DATA SHOWN
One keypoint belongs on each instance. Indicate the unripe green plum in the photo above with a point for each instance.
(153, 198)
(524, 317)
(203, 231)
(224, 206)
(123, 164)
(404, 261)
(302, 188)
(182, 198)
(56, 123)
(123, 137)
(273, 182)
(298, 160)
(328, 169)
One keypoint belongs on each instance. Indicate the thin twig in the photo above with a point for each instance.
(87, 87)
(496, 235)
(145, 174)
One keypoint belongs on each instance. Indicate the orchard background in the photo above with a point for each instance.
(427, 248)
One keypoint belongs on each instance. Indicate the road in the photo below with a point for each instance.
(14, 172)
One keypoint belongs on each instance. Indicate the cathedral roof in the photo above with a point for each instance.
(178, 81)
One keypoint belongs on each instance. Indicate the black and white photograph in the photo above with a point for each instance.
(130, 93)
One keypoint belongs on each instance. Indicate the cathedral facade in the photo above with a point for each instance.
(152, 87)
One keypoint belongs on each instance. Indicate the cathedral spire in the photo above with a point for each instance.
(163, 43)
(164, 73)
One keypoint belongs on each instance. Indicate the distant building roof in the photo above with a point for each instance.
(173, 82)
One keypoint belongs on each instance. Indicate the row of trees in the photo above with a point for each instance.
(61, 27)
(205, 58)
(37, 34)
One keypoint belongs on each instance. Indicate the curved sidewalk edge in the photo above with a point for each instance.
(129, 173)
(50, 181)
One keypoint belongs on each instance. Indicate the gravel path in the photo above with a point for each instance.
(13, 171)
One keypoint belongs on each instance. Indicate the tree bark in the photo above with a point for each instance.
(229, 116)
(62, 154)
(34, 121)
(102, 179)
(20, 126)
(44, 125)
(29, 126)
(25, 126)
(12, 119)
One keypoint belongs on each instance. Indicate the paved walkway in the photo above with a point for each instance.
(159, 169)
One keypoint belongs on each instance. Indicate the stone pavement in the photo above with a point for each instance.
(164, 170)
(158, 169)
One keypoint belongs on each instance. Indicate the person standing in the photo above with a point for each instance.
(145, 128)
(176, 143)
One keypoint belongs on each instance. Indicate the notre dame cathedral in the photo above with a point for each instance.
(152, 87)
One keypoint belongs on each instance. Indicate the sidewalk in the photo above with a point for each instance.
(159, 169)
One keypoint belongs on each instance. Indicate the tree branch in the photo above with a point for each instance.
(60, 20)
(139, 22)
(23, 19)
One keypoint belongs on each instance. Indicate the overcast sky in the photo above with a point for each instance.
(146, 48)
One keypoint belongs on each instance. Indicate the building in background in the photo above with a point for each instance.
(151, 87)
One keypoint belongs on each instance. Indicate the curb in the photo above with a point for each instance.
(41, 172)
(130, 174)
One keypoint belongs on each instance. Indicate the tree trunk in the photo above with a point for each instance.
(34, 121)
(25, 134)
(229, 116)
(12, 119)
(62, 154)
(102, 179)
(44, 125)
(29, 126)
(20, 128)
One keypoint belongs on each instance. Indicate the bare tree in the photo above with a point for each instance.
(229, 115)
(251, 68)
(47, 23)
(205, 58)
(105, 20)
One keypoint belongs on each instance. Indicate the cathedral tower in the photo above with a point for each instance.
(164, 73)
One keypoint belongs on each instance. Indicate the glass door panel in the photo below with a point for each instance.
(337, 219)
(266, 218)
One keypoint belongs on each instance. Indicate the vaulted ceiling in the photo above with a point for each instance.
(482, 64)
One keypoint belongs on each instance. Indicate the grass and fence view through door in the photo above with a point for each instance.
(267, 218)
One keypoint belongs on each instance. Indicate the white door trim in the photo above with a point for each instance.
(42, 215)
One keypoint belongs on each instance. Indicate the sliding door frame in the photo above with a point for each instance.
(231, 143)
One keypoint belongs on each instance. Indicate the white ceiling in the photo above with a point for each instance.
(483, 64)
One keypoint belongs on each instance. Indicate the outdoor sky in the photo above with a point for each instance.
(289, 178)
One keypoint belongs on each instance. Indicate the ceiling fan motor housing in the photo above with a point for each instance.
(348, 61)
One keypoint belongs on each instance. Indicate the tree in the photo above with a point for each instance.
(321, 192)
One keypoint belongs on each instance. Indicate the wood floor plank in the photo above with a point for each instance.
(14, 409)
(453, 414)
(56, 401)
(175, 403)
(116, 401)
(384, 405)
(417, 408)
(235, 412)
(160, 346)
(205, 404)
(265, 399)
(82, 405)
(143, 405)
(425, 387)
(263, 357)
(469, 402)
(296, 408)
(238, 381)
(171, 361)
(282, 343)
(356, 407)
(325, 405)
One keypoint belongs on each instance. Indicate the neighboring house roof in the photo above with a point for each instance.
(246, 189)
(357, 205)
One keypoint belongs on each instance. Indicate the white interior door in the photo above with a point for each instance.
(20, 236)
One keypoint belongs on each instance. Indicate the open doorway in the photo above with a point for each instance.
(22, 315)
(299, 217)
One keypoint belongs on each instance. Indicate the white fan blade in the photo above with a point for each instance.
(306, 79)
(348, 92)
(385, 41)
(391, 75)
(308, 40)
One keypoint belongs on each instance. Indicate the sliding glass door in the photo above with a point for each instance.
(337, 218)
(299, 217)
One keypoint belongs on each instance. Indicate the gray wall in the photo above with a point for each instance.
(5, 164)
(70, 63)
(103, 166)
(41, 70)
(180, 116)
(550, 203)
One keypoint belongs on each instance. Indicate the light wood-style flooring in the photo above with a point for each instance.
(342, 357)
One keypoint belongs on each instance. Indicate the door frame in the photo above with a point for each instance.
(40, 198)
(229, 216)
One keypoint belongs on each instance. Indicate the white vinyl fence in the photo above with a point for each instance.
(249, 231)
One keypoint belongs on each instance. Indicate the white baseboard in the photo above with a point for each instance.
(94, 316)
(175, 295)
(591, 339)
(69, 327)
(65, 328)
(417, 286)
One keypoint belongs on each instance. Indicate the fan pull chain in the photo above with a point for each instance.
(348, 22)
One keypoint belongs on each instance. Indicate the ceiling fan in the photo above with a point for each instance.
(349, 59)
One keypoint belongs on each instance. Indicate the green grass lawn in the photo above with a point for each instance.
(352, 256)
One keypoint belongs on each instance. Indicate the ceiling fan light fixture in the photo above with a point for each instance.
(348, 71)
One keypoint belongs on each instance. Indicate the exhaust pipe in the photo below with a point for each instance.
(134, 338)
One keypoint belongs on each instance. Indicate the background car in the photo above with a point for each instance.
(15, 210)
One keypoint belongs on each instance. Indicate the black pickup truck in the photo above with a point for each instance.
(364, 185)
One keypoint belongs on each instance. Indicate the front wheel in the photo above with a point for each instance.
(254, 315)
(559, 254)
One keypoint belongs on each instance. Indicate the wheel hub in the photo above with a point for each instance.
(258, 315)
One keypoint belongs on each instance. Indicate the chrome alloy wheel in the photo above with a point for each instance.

WHAT THE TASK ASKS
Line for line, the material above should be repeated exactly.

RESPONSE
One keypoint belongs on each instance. Indicate the unripe green plum in the photo above with a point for each instance.
(153, 198)
(524, 317)
(203, 231)
(224, 206)
(123, 164)
(404, 261)
(302, 188)
(182, 198)
(56, 123)
(123, 137)
(273, 182)
(298, 160)
(328, 169)
One keypoint belongs on each instance. Indicate the thin twig in the photo above with a point for each instance.
(87, 87)
(496, 235)
(145, 174)
One keypoint belongs on each instance. Indicate the orchard background in the photo above with a point for each instance.
(427, 248)
One keypoint belongs on each instance. Indicate the road in the photo below with a point for each instance.
(14, 172)
One keypoint belongs on each instance. Indicate the cathedral roof in the photo above with a point for each instance.
(178, 81)
One keypoint belongs on each instance. Indicate the black and white photograph in the photo above with a point for each instance.
(130, 93)
One keypoint belongs on each instance. Indicate the cathedral facade in the photo above with a point for each instance.
(152, 87)
One keypoint belongs on each instance. Indicate the cathedral spire in the photo above with a point for each instance.
(163, 43)
(164, 73)
One keypoint belongs on each instance. Indicate the distant building roof in the photo above with a point for each instance.
(173, 82)
One keypoint belongs on each instance. Indicate the row of trees in the photo above with a point for each instance.
(61, 27)
(205, 58)
(37, 34)
One keypoint belongs on each instance. Indicate the curved sidewalk edge in the photo above with a point for each instance.
(129, 173)
(50, 181)
One keypoint belongs on each instance. Indicate the gravel path in the photo above with a point for each instance.
(13, 171)
One keypoint belongs on each instance. Indicate the tree bark in the photo above with a point for each instance.
(229, 116)
(62, 154)
(34, 121)
(102, 179)
(20, 126)
(44, 125)
(29, 126)
(25, 126)
(12, 119)
One keypoint belongs on each instance. Indicate the paved walkway in the photo above with a point for each instance.
(159, 169)
One keypoint belongs on each instance. Indicate the stone pavement in the photo above with a point for each instance.
(164, 170)
(158, 169)
One keypoint belongs on each instance. Indicate the person standing in the photo above with a point for each instance.
(145, 128)
(176, 143)
One keypoint belongs on each instance. Indicate the notre dame cathedral in the photo above with a point for each instance.
(152, 87)
One keypoint belongs on each instance. Indicate the sidewalk in the photo above with a point for each instance.
(159, 169)
One keypoint belongs on each instance. Indicate the tree branch in the photo above with a point for each instance.
(60, 20)
(139, 22)
(23, 19)
One keypoint belongs on each instance. Indicate the overcast sky in the photo above with a point for each instance.
(146, 48)
One keypoint belongs on each instance. Indicate the building in background in the photo above with a point for each instance.
(151, 87)
One keypoint belongs on each instance. Indicate the curb in the photo above with a point for each instance.
(41, 172)
(130, 174)
One keypoint belongs on each instance. Indicate the tree trunk in the photo above with a point for each instance.
(34, 121)
(25, 134)
(229, 116)
(12, 119)
(62, 154)
(102, 179)
(44, 125)
(29, 126)
(20, 128)
One keypoint belongs on each instance. Indicate the bare tree in the photo above with a point for each instance.
(229, 115)
(251, 68)
(47, 23)
(205, 58)
(105, 20)
One keypoint belongs on each instance. Indicate the cathedral tower in the photo above with a point for each instance.
(164, 73)
One keypoint belongs on each instance. Indicate the glass door panel in the photo below with a point for each instance.
(337, 219)
(266, 218)
One keypoint belongs on each instance. Indicate the vaulted ceiling in the photo above with a point for each instance.
(482, 64)
One keypoint belongs on each instance. Indicate the grass and fence view through door in the photo above with a point for each instance.
(267, 218)
One keypoint belongs on each instance. Indicate the white door trim in the photo above with a point for each instance.
(42, 215)
One keypoint belongs on each instance. Indicate the sliding door frame in the photo above with a point for each instance.
(231, 143)
One keypoint belongs on each instance. Indicate the white ceiling in the photo above with a point for each instance.
(483, 64)
One keypoint belongs on each instance. Indicate the outdoor sky in the photo above with a point for each instance.
(289, 178)
One keypoint belongs on each instance. Indicate the ceiling fan motor housing in the photo above with a point for each instance.
(348, 61)
One keypoint belongs on each instance. Indicate the tree in the photo above with a point for each instance.
(321, 192)
One keypoint belongs on each instance. Indicate the wood floor plank in the photo above with a point for each instance.
(14, 409)
(453, 414)
(56, 401)
(175, 403)
(116, 401)
(384, 405)
(417, 408)
(235, 412)
(160, 346)
(205, 404)
(265, 399)
(82, 405)
(143, 405)
(425, 387)
(263, 357)
(469, 402)
(296, 408)
(238, 381)
(171, 361)
(282, 343)
(356, 407)
(325, 405)
One keypoint belongs on each instance. Indicate the neighboring house roof in the photo above with a point for each instance.
(246, 189)
(357, 205)
One keypoint belongs on each instance. Indicate the white interior door in the photo above with a point for each instance.
(20, 236)
One keypoint belongs on each instance. Indicate the open doorway in the photo above with a point for each instance.
(22, 315)
(299, 217)
One keypoint belongs on each instance. Indicate the white fan blade in the photo above with a point for each instance.
(306, 79)
(348, 92)
(385, 41)
(391, 75)
(308, 40)
One keypoint belongs on each instance. Indicate the sliding glass door in the photo above with a point for each instance.
(337, 218)
(299, 217)
One keypoint belongs on each instance. Indicate the gray wall in the photo above with a point for each instance.
(5, 164)
(70, 63)
(103, 166)
(41, 70)
(180, 116)
(550, 203)
One keypoint belongs on each instance. Indicate the light wood-style flooring in the photo above with a point for each instance.
(342, 357)
One keypoint belongs on each instance. Indicate the door frame in the photo above with a point for each instance.
(40, 198)
(229, 216)
One keypoint belongs on each instance. Indicate the white vinyl fence in the photo above with a point for each instance.
(249, 231)
One keypoint belongs on each instance. Indicate the white baseboard in the photo above with a point for each instance.
(94, 316)
(175, 295)
(591, 339)
(69, 327)
(65, 328)
(417, 286)
One keypoint belongs on each instance. Indicate the fan pull chain in the photo above with a point for each instance.
(348, 22)
One keypoint belongs on each instance. Indicate the ceiling fan in the photo above with a point for each instance.
(349, 59)
One keypoint belongs on each instance. Indicate the green grass lawn in the photo above with a point for each instance.
(352, 256)
One keypoint belongs on each instance. Indicate the ceiling fan light fixture in the photo above with a point for each instance.
(348, 71)
One keypoint belongs on each instance. Indicate the exhaust pipe in the photo below with a point for each instance.
(134, 338)
One keypoint belongs on each instance. Indicate the background car in the photo above with a point for each instance.
(15, 210)
One keypoint belongs on each instance. Indicate the black pickup truck in the photo above with a point for each instance.
(364, 185)
One keypoint belongs on each instance. Indicate the front wheel in the photo above with a point for each instance.
(254, 315)
(559, 254)
One keypoint belongs on each instance. Indicate the wheel hub in the photo above with a point for each instance.
(258, 315)
One keypoint belongs on each instance. Indicate the chrome alloy wheel in the photo above with a point for each instance.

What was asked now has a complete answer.